Start Extract to read

Escaping enslavement in some Canadian work camp selling maple leaf flags to tourists, I continued my ride up through Nelson, I quick walk around town yielded two bits of worthwhile tourist information: 1. Nelson has no stores selling maple leaf flags to tourists or other crap that I’d be excited about until three years from now I’d clean my bike with the BC screened t-shirt; 2. the restaurants in town don’t serve lunch before 1130. Off to Balfour to catch the ferry across the lake as part of our loop experience. Enjoyed a great lunch as the Pot Duck, watching the ferry load and offload vehicles. After chow, we parked the bikes on board for the 45 minute ride across the Norwegian fjord-esque lake, a really magical scene that would be great place to rent or own a lakefront home, except for the border crossings.
The east side loop follows the lake front that is populated with cottages. Jeff and I pulled over for a break to take in the scenery of the lake somewhere mid-point. Proceeding down the east side, we soon found ourselves back in the US (the border crossing into USA was simply a greeting and welcome home). When we stopped for fuel near Bonners Ferry, Idaho I noticed that it had become oven hot. It was only a few miles to the campground thank goodness. Little did I know what I was about to face.
Twin Rivers Canyon Resort was an enchanting park with lush green grass and riverfront access, but….the campground was down a dirt Llama trail built to match the famous Inca death road in the Andes mountains, they achieved great accuracy in replicating the hairpin turns of loose gravel and the challenge of navigating a narrow rut path carved in the cliffside.
Sleeping in, with the canyon campground, the hillside shielded us from the sun’s morning reveille. We finally showered and packed, escaped certain death up the Inca path to civilization, and proceeded into Montana. It was Jeff’s first visit to the big sky country, so we paused for a picture. Following route 2 we stopped at the wonderful The Perfect Assh cigar store in Libby and afterwards got edible pizza. We veered off the US route towards Koocanusa Lake, stopped to enjoy one of our Perfect Assh cigars at a busy marina, where the entire boating population of Alberta was spending the summer.
Later that day, still experiencing the digestive conflagration from the afternoon’s pizza, we settled camp at Rexford National Park; for $12/night I decided to stay for two. Jeff rode into town to buy half a cord of wood from a 90 year old mountain man, while I gathered some wood in the woods. Imagine that! We gave an attempt to start the great Koocanusa Forest Fire of 2016.
14 August, had breakfast at Cafe Jax, the popular Eureka breakfast joint, and then bid farewell to Jeff. I am once again of my own devices.

End Extract to read

In the motorcycle trip account, change "ferry" to "boat" in the passage starting with "Escaping enslavement in" and going on through "the border crossings.", and write out that passage. The lines placed after the motorcycle trip account play no part in this work.

Start Given entries

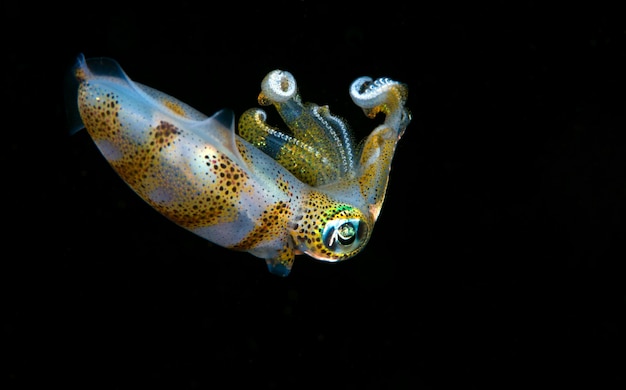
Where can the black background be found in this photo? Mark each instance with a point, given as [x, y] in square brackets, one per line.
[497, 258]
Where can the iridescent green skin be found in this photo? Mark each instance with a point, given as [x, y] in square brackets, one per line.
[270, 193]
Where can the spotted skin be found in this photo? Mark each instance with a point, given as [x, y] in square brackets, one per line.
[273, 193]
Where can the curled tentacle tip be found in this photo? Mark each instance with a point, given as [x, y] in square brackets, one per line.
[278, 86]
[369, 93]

End Given entries
Start Given entries

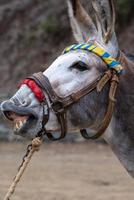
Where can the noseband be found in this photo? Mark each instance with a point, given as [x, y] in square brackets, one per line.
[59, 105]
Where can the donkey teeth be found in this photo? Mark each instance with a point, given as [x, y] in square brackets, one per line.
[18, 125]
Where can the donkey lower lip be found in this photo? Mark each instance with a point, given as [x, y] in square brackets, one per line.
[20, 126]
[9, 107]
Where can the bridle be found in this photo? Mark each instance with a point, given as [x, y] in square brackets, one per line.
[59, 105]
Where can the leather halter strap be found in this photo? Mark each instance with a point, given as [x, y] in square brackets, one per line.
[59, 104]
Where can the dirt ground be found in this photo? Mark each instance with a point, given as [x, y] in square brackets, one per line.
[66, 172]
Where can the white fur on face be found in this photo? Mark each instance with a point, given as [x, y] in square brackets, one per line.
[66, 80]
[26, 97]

End Given entries
Start Given entries

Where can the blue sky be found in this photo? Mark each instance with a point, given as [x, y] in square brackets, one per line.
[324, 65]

End Given entries

* Result
Escaping enslavement in some Canadian work camp selling maple leaf flags to tourists, I continued my ride up through Nelson, I quick walk around town yielded two bits of worthwhile tourist information: 1. Nelson has no stores selling maple leaf flags to tourists or other crap that I’d be excited about until three years from now I’d clean my bike with the BC screened t-shirt; 2. the restaurants in town don’t serve lunch before 1130. Off to Balfour to catch the boat across the lake as part of our loop experience. Enjoyed a great lunch as the Pot Duck, watching the boat load and offload vehicles. After chow, we parked the bikes on board for the 45 minute ride across the Norwegian fjord-esque lake, a really magical scene that would be great place to rent or own a lakefront home, except for the border crossings.